- Aim of the exercise -
The full listing below should be copied verbatim.

─── Provided material ───

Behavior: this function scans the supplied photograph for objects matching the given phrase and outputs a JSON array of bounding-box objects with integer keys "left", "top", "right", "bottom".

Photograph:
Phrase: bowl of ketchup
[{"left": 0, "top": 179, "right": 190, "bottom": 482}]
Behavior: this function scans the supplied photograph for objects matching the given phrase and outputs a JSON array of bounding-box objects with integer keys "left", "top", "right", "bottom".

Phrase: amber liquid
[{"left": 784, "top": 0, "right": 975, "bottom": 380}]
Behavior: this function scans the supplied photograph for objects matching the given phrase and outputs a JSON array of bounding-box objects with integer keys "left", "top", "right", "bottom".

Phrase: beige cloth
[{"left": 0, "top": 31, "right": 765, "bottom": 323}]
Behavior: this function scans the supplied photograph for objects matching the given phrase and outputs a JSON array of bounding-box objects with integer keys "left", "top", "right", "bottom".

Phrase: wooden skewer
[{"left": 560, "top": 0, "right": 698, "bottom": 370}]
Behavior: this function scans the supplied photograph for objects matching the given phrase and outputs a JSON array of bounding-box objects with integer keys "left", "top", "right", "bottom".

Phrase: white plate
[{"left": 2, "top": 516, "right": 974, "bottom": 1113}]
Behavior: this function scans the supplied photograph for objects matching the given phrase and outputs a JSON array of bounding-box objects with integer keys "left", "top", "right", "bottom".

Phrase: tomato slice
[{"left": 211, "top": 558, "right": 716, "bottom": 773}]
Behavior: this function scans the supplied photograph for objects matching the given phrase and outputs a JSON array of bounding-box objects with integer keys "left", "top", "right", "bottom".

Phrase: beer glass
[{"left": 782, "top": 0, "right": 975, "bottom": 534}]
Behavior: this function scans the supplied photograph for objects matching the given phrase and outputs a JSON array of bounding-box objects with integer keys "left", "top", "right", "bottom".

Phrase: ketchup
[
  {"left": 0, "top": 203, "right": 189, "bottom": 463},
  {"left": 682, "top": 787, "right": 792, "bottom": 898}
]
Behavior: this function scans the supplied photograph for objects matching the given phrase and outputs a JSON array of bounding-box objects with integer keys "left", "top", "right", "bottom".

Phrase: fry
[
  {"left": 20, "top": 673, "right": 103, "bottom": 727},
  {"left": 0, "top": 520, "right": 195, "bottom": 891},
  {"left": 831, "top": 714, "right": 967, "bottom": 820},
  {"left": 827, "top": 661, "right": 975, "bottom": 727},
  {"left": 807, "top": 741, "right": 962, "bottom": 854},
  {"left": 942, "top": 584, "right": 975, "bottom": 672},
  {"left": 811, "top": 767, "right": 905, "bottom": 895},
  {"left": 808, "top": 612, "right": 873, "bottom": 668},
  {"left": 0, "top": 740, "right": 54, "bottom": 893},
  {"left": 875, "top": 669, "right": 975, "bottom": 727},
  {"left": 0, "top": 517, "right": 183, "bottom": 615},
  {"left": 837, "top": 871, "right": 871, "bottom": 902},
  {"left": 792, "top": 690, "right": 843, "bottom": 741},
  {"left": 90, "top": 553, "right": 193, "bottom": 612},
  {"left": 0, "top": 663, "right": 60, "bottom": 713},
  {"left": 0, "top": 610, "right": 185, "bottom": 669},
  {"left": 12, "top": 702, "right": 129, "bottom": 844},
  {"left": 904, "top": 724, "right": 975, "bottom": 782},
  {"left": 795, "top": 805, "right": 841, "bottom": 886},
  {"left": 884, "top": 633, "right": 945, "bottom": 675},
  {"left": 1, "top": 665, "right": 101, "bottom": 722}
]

───

- Result for this exercise -
Behavior: this function scans the supplied photograph for objects matching the given phrase and outputs a JSON array of bounding-box objects with integer keys "left", "top", "right", "bottom".

Photograph:
Phrase: bowl of ketchup
[{"left": 0, "top": 179, "right": 190, "bottom": 482}]
Behavior: this function scans the supplied photograph for objects matching the given phrase and outputs a JSON array of bounding-box objects with integer keys "left", "top", "right", "bottom".

Phrase: amber liquid
[{"left": 784, "top": 0, "right": 975, "bottom": 380}]
Behavior: this function scans the supplied photograph for objects matching the given phrase and outputs a JSON array of bounding-box objects with integer keys "left", "top", "right", "bottom".

Phrase: beige cloth
[{"left": 0, "top": 31, "right": 765, "bottom": 323}]
Behavior: this function scans the supplied photograph for objects matching the given phrase and outputs a JSON array of bounding-box objects with integer keys "left", "top", "right", "bottom".

Phrase: wooden skewer
[{"left": 560, "top": 0, "right": 698, "bottom": 370}]
Behavior: this function scans the supplied photograph for objects matching the given phrase and outputs a JSON array of bounding-box objects with integer keys "left", "top", "right", "bottom".

Phrase: white plate
[{"left": 2, "top": 516, "right": 974, "bottom": 1113}]
Behavior: this function scans the supplied photograph for objects matching the given phrase and outputs a JSON array of bounding-box objects with integer keys "left", "top", "right", "bottom".

Phrase: tomato slice
[{"left": 211, "top": 558, "right": 716, "bottom": 773}]
Behavior: this function scans the supplied photograph for objects matching the given phrase and outputs a JSON array of bounding-box objects with integer keys "left", "top", "right", "bottom".

Phrase: beer glass
[{"left": 782, "top": 0, "right": 975, "bottom": 534}]
Behavior: this function scans the supplied photograph for objects matching the given phrase and outputs a JSON array of bounding-box objects with integer keys "left", "top", "right", "bottom".

Phrase: ketchup
[
  {"left": 0, "top": 203, "right": 189, "bottom": 463},
  {"left": 682, "top": 787, "right": 792, "bottom": 898}
]
Behavior: this function scans the supplied photograph for objects matching the given phrase and outputs a JSON array of bounding-box objects with integer keys "left", "top", "right", "bottom".

Phrase: fry
[
  {"left": 20, "top": 673, "right": 103, "bottom": 727},
  {"left": 0, "top": 520, "right": 195, "bottom": 891},
  {"left": 831, "top": 714, "right": 967, "bottom": 820},
  {"left": 827, "top": 661, "right": 975, "bottom": 727},
  {"left": 807, "top": 741, "right": 962, "bottom": 854},
  {"left": 942, "top": 584, "right": 975, "bottom": 672},
  {"left": 811, "top": 767, "right": 905, "bottom": 895},
  {"left": 808, "top": 612, "right": 873, "bottom": 668},
  {"left": 0, "top": 740, "right": 54, "bottom": 893},
  {"left": 875, "top": 669, "right": 975, "bottom": 727},
  {"left": 0, "top": 517, "right": 183, "bottom": 615},
  {"left": 837, "top": 871, "right": 871, "bottom": 902},
  {"left": 792, "top": 690, "right": 843, "bottom": 741},
  {"left": 90, "top": 553, "right": 193, "bottom": 612},
  {"left": 0, "top": 663, "right": 60, "bottom": 713},
  {"left": 0, "top": 610, "right": 185, "bottom": 669},
  {"left": 12, "top": 702, "right": 129, "bottom": 844},
  {"left": 904, "top": 724, "right": 975, "bottom": 782},
  {"left": 795, "top": 805, "right": 841, "bottom": 886},
  {"left": 884, "top": 633, "right": 945, "bottom": 675},
  {"left": 1, "top": 665, "right": 101, "bottom": 722}
]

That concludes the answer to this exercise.